- **DATA RECORDS**:

○ ○ ○ ○ ○ ○ ○

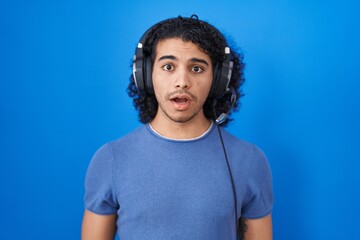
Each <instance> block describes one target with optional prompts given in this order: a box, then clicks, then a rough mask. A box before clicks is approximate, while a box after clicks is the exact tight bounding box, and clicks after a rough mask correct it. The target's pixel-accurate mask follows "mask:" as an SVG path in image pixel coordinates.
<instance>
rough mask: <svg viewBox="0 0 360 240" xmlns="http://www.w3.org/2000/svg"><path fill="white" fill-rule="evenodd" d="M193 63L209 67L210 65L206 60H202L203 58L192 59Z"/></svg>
mask: <svg viewBox="0 0 360 240" xmlns="http://www.w3.org/2000/svg"><path fill="white" fill-rule="evenodd" d="M191 62H195V63H196V62H198V63H203V64H205V65H206V66H209V63H208V62H207V61H206V60H204V59H201V58H192V59H191Z"/></svg>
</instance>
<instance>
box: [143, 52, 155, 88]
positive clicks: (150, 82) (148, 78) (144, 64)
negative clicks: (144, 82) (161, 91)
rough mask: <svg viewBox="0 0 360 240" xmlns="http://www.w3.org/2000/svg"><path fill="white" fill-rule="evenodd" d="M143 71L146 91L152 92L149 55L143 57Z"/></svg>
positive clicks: (149, 58)
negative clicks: (144, 62)
mask: <svg viewBox="0 0 360 240" xmlns="http://www.w3.org/2000/svg"><path fill="white" fill-rule="evenodd" d="M144 72H145V74H146V75H145V79H144V82H145V87H146V93H147V94H154V88H153V83H152V63H151V57H148V58H145V64H144Z"/></svg>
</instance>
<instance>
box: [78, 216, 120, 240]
mask: <svg viewBox="0 0 360 240" xmlns="http://www.w3.org/2000/svg"><path fill="white" fill-rule="evenodd" d="M115 231H116V214H114V215H98V214H95V213H92V212H90V211H88V210H85V213H84V218H83V222H82V230H81V239H82V240H113V239H114V237H115Z"/></svg>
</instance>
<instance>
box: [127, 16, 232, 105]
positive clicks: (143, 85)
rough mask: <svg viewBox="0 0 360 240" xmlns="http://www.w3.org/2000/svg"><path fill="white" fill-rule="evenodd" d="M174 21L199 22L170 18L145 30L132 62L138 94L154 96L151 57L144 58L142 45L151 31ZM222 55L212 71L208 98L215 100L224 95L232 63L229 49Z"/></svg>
mask: <svg viewBox="0 0 360 240" xmlns="http://www.w3.org/2000/svg"><path fill="white" fill-rule="evenodd" d="M176 19H181V20H183V19H194V20H197V21H201V20H198V19H195V18H193V16H192V17H191V18H184V17H179V18H170V19H166V20H163V21H160V22H158V23H156V24H155V25H153V26H152V27H150V28H149V29H148V30H146V32H145V33H144V34H143V35H142V37H141V38H140V41H139V43H138V45H137V47H136V50H135V55H134V61H133V78H134V81H135V85H136V87H137V89H138V91H139V93H140V94H149V95H152V94H154V89H153V84H152V60H151V57H149V56H145V54H144V45H145V42H146V40H147V39H148V35H149V33H150V32H151V31H152V30H153V29H155V28H156V27H158V26H160V25H161V24H163V23H165V22H169V21H173V20H176ZM206 24H207V23H206ZM224 54H225V56H226V58H225V60H224V61H223V62H218V63H215V64H214V69H213V81H212V86H211V90H210V93H209V97H213V98H216V99H219V98H221V97H222V96H223V95H224V94H225V92H226V90H227V89H228V86H229V83H230V80H231V74H232V68H233V62H232V61H231V60H230V48H229V47H225V49H224Z"/></svg>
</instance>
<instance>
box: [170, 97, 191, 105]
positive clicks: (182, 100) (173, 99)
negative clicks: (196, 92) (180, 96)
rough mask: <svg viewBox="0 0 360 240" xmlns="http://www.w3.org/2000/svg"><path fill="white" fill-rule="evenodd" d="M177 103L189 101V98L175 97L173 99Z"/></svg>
mask: <svg viewBox="0 0 360 240" xmlns="http://www.w3.org/2000/svg"><path fill="white" fill-rule="evenodd" d="M172 100H173V101H174V102H176V103H180V104H181V103H187V102H188V101H189V100H188V99H187V98H174V99H172Z"/></svg>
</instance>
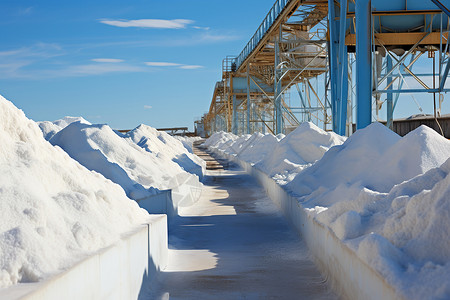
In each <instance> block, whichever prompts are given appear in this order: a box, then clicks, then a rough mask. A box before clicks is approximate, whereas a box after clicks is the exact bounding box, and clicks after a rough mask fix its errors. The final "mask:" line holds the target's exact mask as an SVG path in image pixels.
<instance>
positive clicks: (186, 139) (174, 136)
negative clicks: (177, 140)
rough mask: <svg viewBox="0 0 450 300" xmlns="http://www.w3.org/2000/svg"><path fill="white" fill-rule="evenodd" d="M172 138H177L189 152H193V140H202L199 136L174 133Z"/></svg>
mask: <svg viewBox="0 0 450 300" xmlns="http://www.w3.org/2000/svg"><path fill="white" fill-rule="evenodd" d="M173 138H175V139H177V140H179V141H180V142H181V143H182V144H183V146H184V147H185V148H186V149H187V150H188V151H189V152H190V153H194V151H193V144H194V142H197V141H200V140H202V138H201V137H199V136H178V135H176V136H174V137H173Z"/></svg>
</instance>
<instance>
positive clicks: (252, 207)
mask: <svg viewBox="0 0 450 300" xmlns="http://www.w3.org/2000/svg"><path fill="white" fill-rule="evenodd" d="M197 151H200V150H199V149H197ZM197 153H198V154H199V155H200V156H201V157H202V158H203V159H205V160H206V161H207V162H208V169H209V170H208V171H207V176H206V180H205V188H204V191H203V193H202V196H201V199H200V200H199V201H198V202H197V203H196V204H194V205H193V206H191V207H188V208H184V209H182V210H181V215H182V216H181V217H180V218H179V221H178V222H176V224H174V225H173V226H172V227H171V229H170V235H169V248H170V250H169V266H168V267H167V269H166V270H165V272H163V274H162V275H161V276H160V278H159V283H158V284H157V287H156V288H155V289H154V291H153V292H152V295H149V298H150V299H227V300H228V299H336V297H335V295H333V294H332V292H330V290H329V288H328V285H327V284H326V282H325V281H324V279H323V278H322V277H321V275H320V273H319V272H318V271H317V269H316V267H315V265H314V264H313V263H312V262H311V260H310V258H309V254H308V250H307V248H306V245H305V244H304V242H303V241H302V240H301V239H300V237H299V235H298V234H297V233H296V232H294V231H293V230H292V229H291V228H290V227H289V226H288V225H287V224H286V221H285V220H284V218H283V217H282V216H281V215H280V214H279V212H278V211H277V209H276V208H275V206H274V205H273V204H272V202H271V201H270V199H268V198H267V197H266V196H265V194H264V191H263V190H262V189H261V188H260V187H259V186H258V185H257V183H256V182H255V181H254V180H253V179H252V178H251V177H250V176H248V175H246V174H245V173H243V171H241V170H239V169H238V168H237V167H236V166H231V167H230V168H228V167H227V165H226V164H225V167H224V166H223V165H224V164H223V162H222V164H221V163H220V162H218V161H216V160H214V159H213V158H211V157H210V156H209V155H208V154H207V153H204V152H203V153H200V152H197Z"/></svg>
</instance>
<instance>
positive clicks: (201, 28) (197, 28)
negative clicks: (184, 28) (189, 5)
mask: <svg viewBox="0 0 450 300" xmlns="http://www.w3.org/2000/svg"><path fill="white" fill-rule="evenodd" d="M192 28H195V29H200V30H210V29H211V28H210V27H203V26H192Z"/></svg>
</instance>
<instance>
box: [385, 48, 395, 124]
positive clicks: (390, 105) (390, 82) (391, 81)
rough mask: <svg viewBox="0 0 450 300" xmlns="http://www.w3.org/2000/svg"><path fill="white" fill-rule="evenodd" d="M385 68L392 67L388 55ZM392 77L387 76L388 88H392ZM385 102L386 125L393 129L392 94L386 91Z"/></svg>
mask: <svg viewBox="0 0 450 300" xmlns="http://www.w3.org/2000/svg"><path fill="white" fill-rule="evenodd" d="M386 69H387V70H390V69H392V58H391V56H390V55H388V56H387V57H386ZM391 83H392V77H391V76H389V77H388V78H387V86H388V90H392V84H391ZM386 104H387V124H386V126H387V127H389V128H390V129H392V130H393V129H394V102H393V94H392V93H388V94H387V95H386Z"/></svg>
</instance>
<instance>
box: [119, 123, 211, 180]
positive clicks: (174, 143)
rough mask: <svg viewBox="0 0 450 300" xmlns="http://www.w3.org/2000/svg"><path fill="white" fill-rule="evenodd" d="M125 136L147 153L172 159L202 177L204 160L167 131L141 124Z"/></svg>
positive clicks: (162, 159) (193, 173) (203, 170)
mask: <svg viewBox="0 0 450 300" xmlns="http://www.w3.org/2000/svg"><path fill="white" fill-rule="evenodd" d="M126 136H128V137H130V139H131V140H133V141H134V142H135V143H136V144H137V145H138V146H140V147H142V148H143V149H144V150H145V151H147V152H148V153H152V155H154V156H155V155H156V156H157V157H158V158H160V159H162V160H164V161H172V162H174V163H176V164H178V165H179V166H180V167H181V168H182V169H183V170H185V171H186V172H188V173H191V174H195V175H197V176H198V177H199V178H200V179H201V178H203V175H204V174H205V170H206V163H205V161H203V159H201V158H199V157H198V156H197V155H195V154H193V153H190V152H189V151H188V150H187V149H186V148H185V147H184V146H183V143H181V142H180V141H179V140H177V139H175V138H173V137H172V136H170V135H169V134H168V133H166V132H161V131H157V130H156V129H155V128H152V127H150V126H147V125H144V124H141V125H139V126H138V127H136V128H135V129H133V130H131V131H129V132H128V133H127V134H126ZM169 165H170V164H169Z"/></svg>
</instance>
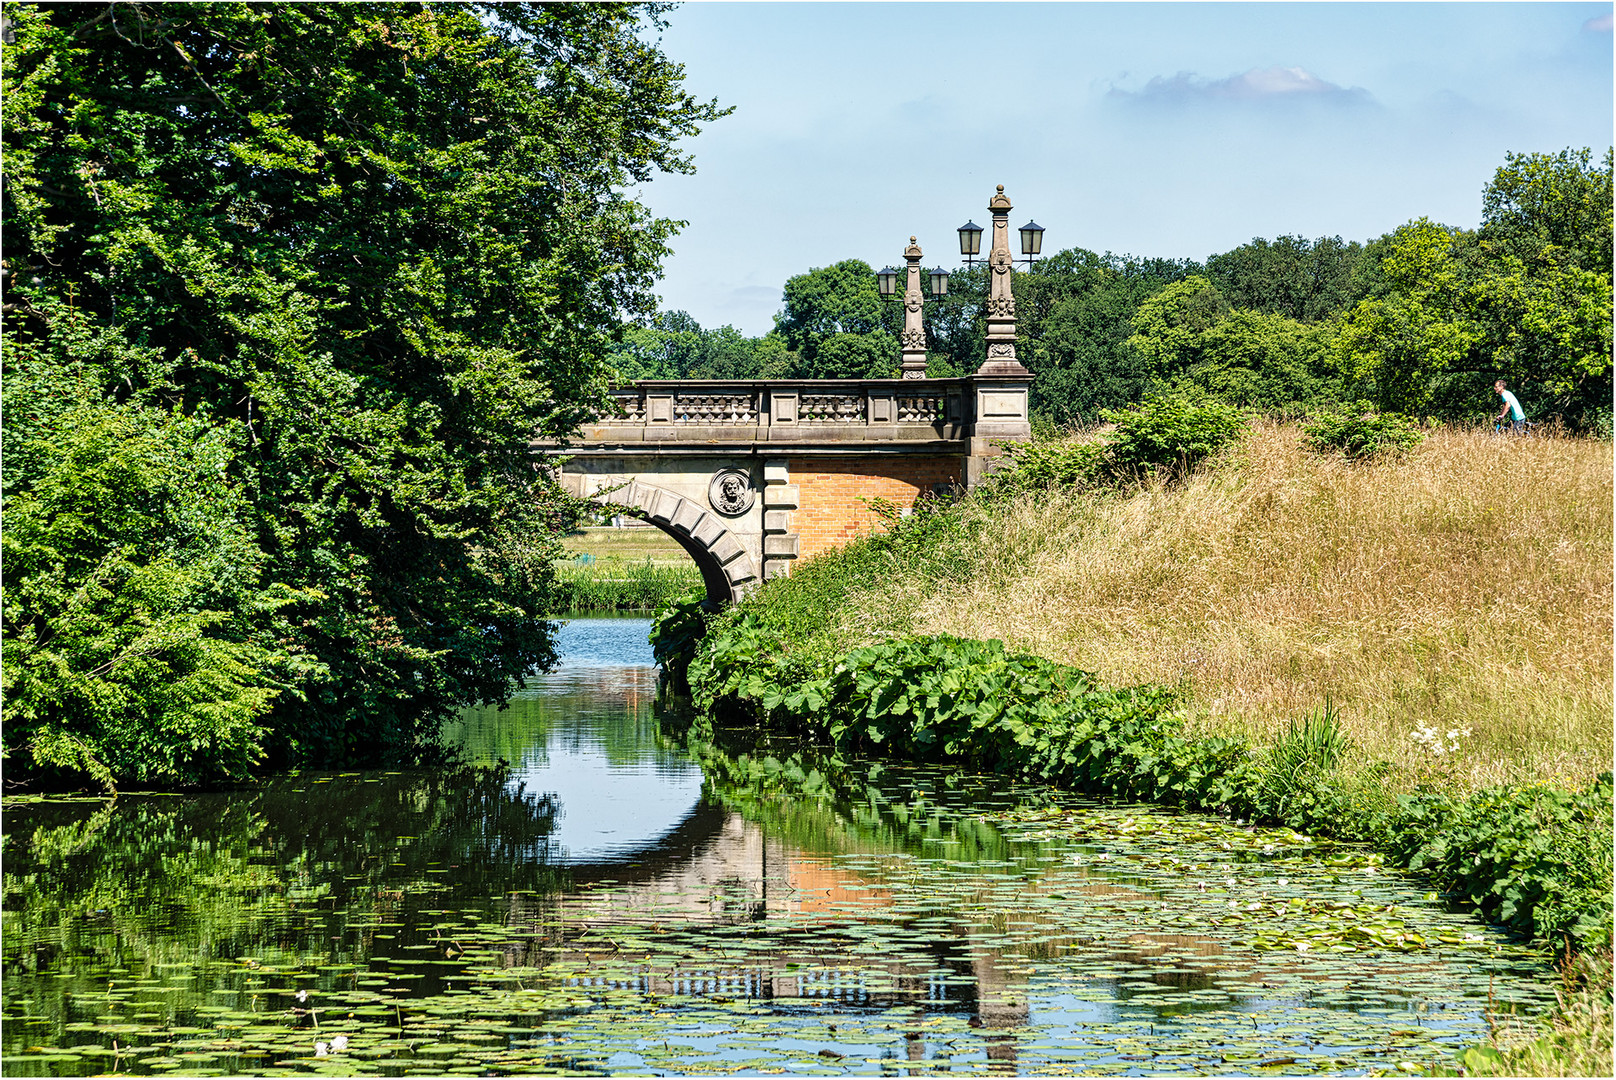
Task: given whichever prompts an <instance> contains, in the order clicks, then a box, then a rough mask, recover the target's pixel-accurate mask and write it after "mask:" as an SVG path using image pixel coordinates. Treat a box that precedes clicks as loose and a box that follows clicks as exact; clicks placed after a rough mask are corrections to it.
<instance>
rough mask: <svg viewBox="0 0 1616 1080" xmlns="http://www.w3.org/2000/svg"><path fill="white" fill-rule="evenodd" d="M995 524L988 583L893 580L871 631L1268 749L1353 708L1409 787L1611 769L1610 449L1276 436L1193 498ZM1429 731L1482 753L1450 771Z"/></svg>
mask: <svg viewBox="0 0 1616 1080" xmlns="http://www.w3.org/2000/svg"><path fill="white" fill-rule="evenodd" d="M979 513H991V514H992V522H991V535H994V537H995V546H994V551H991V553H983V555H981V556H979V564H978V566H974V567H971V569H970V572H968V574H958V576H957V577H953V579H950V580H945V582H941V584H939V582H937V580H934V579H928V580H918V579H916V580H898V582H892V584H889V585H887V587H886V589H882V590H881V593H879V595H869V597H863V598H860V601H858V603H856V605H855V606H856V608H861V610H863V613H860V611H856V610H855V611H850V613H847V618H848V619H850V622H852V624H858V622H860V621H863V622H865V624H869V621H881V622H886V621H889V619H890V613H892V611H894V610H895V608H897V610H907V613H911V614H913V627H915V629H916V631H921V632H949V634H960V635H966V637H979V639H981V637H1002V639H1005V640H1007V642H1008V643H1010V645H1012V647H1015V648H1020V650H1025V652H1031V653H1037V655H1042V656H1049V658H1052V660H1060V661H1065V663H1071V664H1076V666H1081V668H1086V669H1091V671H1096V673H1099V674H1100V676H1102V677H1104V679H1107V681H1112V682H1136V681H1155V682H1168V684H1172V682H1180V681H1188V686H1189V690H1191V698H1189V711H1191V713H1193V716H1194V718H1196V723H1197V724H1201V726H1202V728H1204V729H1209V731H1223V732H1230V731H1238V732H1243V734H1248V736H1251V737H1256V739H1257V740H1269V739H1270V737H1272V736H1273V732H1275V731H1277V729H1278V728H1281V726H1283V724H1286V723H1288V719H1291V718H1299V716H1302V715H1304V713H1307V711H1309V710H1314V708H1317V707H1319V705H1322V703H1324V702H1325V698H1330V700H1333V702H1335V705H1336V708H1338V711H1340V713H1341V716H1343V723H1345V724H1346V729H1348V732H1349V734H1351V737H1353V739H1354V742H1356V744H1357V745H1359V747H1361V749H1362V752H1364V753H1366V755H1367V757H1370V758H1377V760H1388V761H1393V763H1395V765H1398V766H1401V768H1399V770H1398V774H1401V776H1404V778H1420V776H1425V778H1437V776H1441V778H1448V779H1451V781H1453V783H1456V784H1458V786H1462V787H1475V786H1483V784H1492V783H1501V781H1559V783H1571V784H1577V786H1580V784H1582V783H1585V781H1587V779H1589V778H1592V776H1595V774H1597V773H1600V771H1603V770H1608V768H1610V766H1611V446H1610V443H1600V441H1590V440H1571V438H1524V440H1522V438H1500V437H1493V435H1485V433H1466V432H1451V430H1445V432H1437V433H1433V435H1432V438H1430V440H1427V441H1425V443H1424V445H1422V446H1420V448H1417V449H1416V451H1412V453H1409V454H1406V456H1403V458H1399V459H1393V461H1380V462H1374V464H1348V462H1345V461H1340V459H1335V458H1324V456H1319V454H1312V453H1309V451H1306V449H1302V448H1301V443H1299V435H1298V432H1296V428H1294V427H1288V425H1277V424H1262V425H1259V427H1257V428H1256V430H1254V432H1252V433H1251V437H1249V438H1248V440H1246V441H1244V445H1243V446H1241V449H1239V451H1238V453H1235V454H1231V456H1230V458H1228V459H1225V461H1223V462H1222V464H1220V466H1218V467H1215V469H1207V470H1202V472H1201V474H1197V475H1196V477H1193V479H1191V480H1189V482H1186V483H1185V485H1181V487H1176V488H1168V490H1160V488H1157V490H1146V491H1141V493H1136V495H1131V496H1126V498H1118V496H1092V495H1081V493H1054V495H1049V496H1037V498H1023V500H1016V501H1015V503H1013V504H1010V506H1008V508H1000V509H997V511H987V509H983V511H979ZM894 601H897V603H894ZM877 614H881V618H879V619H877V618H876V616H877ZM1420 726H1429V728H1433V729H1437V731H1438V732H1443V734H1446V732H1448V731H1459V732H1462V731H1471V732H1474V734H1471V736H1461V737H1459V740H1458V742H1459V749H1458V752H1454V753H1445V755H1440V757H1438V755H1432V753H1430V752H1429V750H1427V749H1424V747H1422V745H1419V744H1417V742H1416V740H1412V737H1411V734H1412V732H1414V729H1416V728H1420Z"/></svg>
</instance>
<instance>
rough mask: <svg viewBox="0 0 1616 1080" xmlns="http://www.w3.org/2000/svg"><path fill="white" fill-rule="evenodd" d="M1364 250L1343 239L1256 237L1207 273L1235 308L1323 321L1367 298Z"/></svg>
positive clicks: (1216, 263) (1262, 313)
mask: <svg viewBox="0 0 1616 1080" xmlns="http://www.w3.org/2000/svg"><path fill="white" fill-rule="evenodd" d="M1362 259H1364V247H1362V246H1361V244H1357V243H1345V241H1343V239H1341V238H1340V236H1320V238H1319V239H1315V241H1307V239H1302V238H1301V236H1280V238H1275V239H1272V241H1267V239H1262V238H1256V239H1252V241H1251V243H1249V244H1241V246H1239V247H1236V249H1235V251H1228V252H1223V254H1222V255H1212V257H1210V259H1207V267H1206V273H1207V278H1209V280H1210V281H1212V285H1215V286H1217V289H1218V291H1220V293H1222V294H1223V296H1225V297H1227V299H1228V302H1230V304H1231V306H1233V307H1241V309H1249V310H1256V312H1262V314H1265V315H1285V317H1286V319H1293V320H1296V322H1320V320H1324V319H1328V317H1330V315H1333V314H1336V312H1338V310H1341V309H1345V307H1351V306H1353V304H1356V302H1357V301H1359V299H1361V297H1362V286H1361V283H1359V280H1357V276H1356V272H1357V264H1359V262H1362Z"/></svg>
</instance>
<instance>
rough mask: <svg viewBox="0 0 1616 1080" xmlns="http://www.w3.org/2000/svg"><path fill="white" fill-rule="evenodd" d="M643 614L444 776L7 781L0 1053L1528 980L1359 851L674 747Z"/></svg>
mask: <svg viewBox="0 0 1616 1080" xmlns="http://www.w3.org/2000/svg"><path fill="white" fill-rule="evenodd" d="M646 629H648V624H646V621H643V619H575V621H572V622H569V624H567V626H566V627H564V631H562V652H564V661H562V664H561V668H559V669H558V671H554V673H551V674H546V676H540V677H535V679H533V681H532V682H530V686H528V689H525V690H524V692H522V694H520V695H519V697H517V698H516V702H512V705H511V707H509V708H506V710H503V711H494V710H472V711H467V713H465V715H464V716H462V718H461V719H459V721H457V723H456V724H454V726H452V729H451V732H449V734H451V736H452V737H454V739H456V740H457V742H459V744H461V745H462V747H464V752H465V757H467V765H465V766H464V768H446V770H435V771H425V773H406V771H386V773H338V774H312V773H304V774H296V776H284V778H278V779H273V781H270V783H265V784H262V786H259V787H252V789H246V791H234V792H221V794H207V795H181V797H173V795H170V797H134V795H124V797H120V799H118V800H116V802H112V804H108V802H103V800H82V802H73V800H44V802H24V804H13V805H8V808H6V813H5V818H3V833H5V865H3V878H5V904H3V934H0V943H3V960H5V967H3V978H0V998H3V1027H0V1040H3V1048H0V1049H3V1062H0V1065H3V1072H5V1075H92V1074H105V1072H124V1074H139V1075H223V1074H228V1075H239V1074H252V1075H309V1074H328V1075H356V1074H380V1075H414V1074H433V1075H440V1074H478V1075H493V1074H530V1072H541V1074H572V1075H577V1074H635V1075H645V1074H658V1075H695V1074H781V1072H784V1074H826V1075H839V1074H881V1075H931V1074H944V1072H960V1074H984V1072H1004V1074H1031V1075H1055V1074H1067V1072H1083V1074H1130V1075H1138V1074H1151V1075H1157V1074H1165V1072H1183V1074H1191V1075H1199V1074H1220V1072H1223V1074H1265V1072H1267V1074H1285V1075H1290V1074H1315V1072H1317V1074H1366V1072H1372V1070H1374V1072H1399V1070H1401V1072H1409V1070H1417V1069H1424V1067H1429V1065H1430V1064H1435V1062H1441V1061H1448V1059H1451V1057H1453V1054H1454V1053H1456V1051H1458V1049H1461V1048H1464V1046H1466V1044H1474V1043H1479V1041H1482V1040H1483V1038H1485V1035H1487V1014H1488V1010H1493V1012H1496V1010H1506V1009H1513V1010H1529V1012H1530V1010H1537V1009H1542V1007H1545V1006H1547V1004H1548V1002H1550V998H1551V981H1550V972H1548V968H1547V965H1545V964H1543V960H1542V959H1540V957H1537V956H1534V954H1530V952H1529V951H1526V949H1524V947H1521V946H1519V944H1516V943H1513V941H1509V939H1508V938H1504V936H1503V934H1500V933H1496V931H1493V930H1490V928H1487V926H1483V925H1480V923H1477V922H1474V920H1471V918H1467V917H1464V915H1461V913H1453V912H1446V910H1443V909H1441V905H1440V904H1438V902H1437V897H1435V896H1432V894H1427V892H1424V888H1425V886H1422V883H1419V881H1416V880H1411V878H1406V876H1401V875H1396V873H1391V871H1388V870H1387V868H1385V867H1382V865H1380V863H1378V860H1377V859H1375V857H1372V855H1369V854H1366V852H1362V850H1354V849H1349V847H1332V846H1327V844H1319V842H1312V841H1309V839H1307V837H1304V836H1298V834H1294V833H1288V831H1283V829H1280V831H1275V829H1267V831H1257V829H1249V828H1243V826H1239V825H1238V823H1230V821H1222V820H1215V818H1199V816H1188V815H1172V813H1165V812H1159V810H1154V808H1151V807H1138V805H1115V804H1097V802H1088V800H1083V799H1076V797H1071V795H1065V794H1060V792H1054V791H1049V789H1042V787H1031V786H1012V784H1005V783H1002V781H995V779H992V778H981V776H971V774H960V773H950V771H939V770H905V768H890V766H881V765H871V763H858V761H824V760H819V758H814V757H813V753H811V752H810V750H808V749H805V747H800V745H793V744H790V742H789V740H777V742H774V744H761V745H760V744H748V742H745V740H742V739H740V737H739V736H735V732H730V734H729V736H724V732H718V734H714V736H711V737H708V739H705V740H690V739H687V737H685V734H684V731H685V726H687V719H688V718H682V716H680V715H679V713H677V708H674V707H669V705H666V703H661V702H658V697H656V671H654V668H653V666H651V656H650V648H648V645H646V640H645V635H646Z"/></svg>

○ ○ ○ ○ ○ ○ ○

- **PROBLEM DETAILS**: Reproduce exactly, and with no other material, the lines between those holding "positive clicks: (174, 143)" and "136L147 153L172 159L202", inclusive.

- **COMPLETED EXERCISE**:
positive clicks: (174, 143)
rough mask: <svg viewBox="0 0 450 300" xmlns="http://www.w3.org/2000/svg"><path fill="white" fill-rule="evenodd" d="M125 136L147 153L172 159L202 177L204 160L167 131L141 124Z"/></svg>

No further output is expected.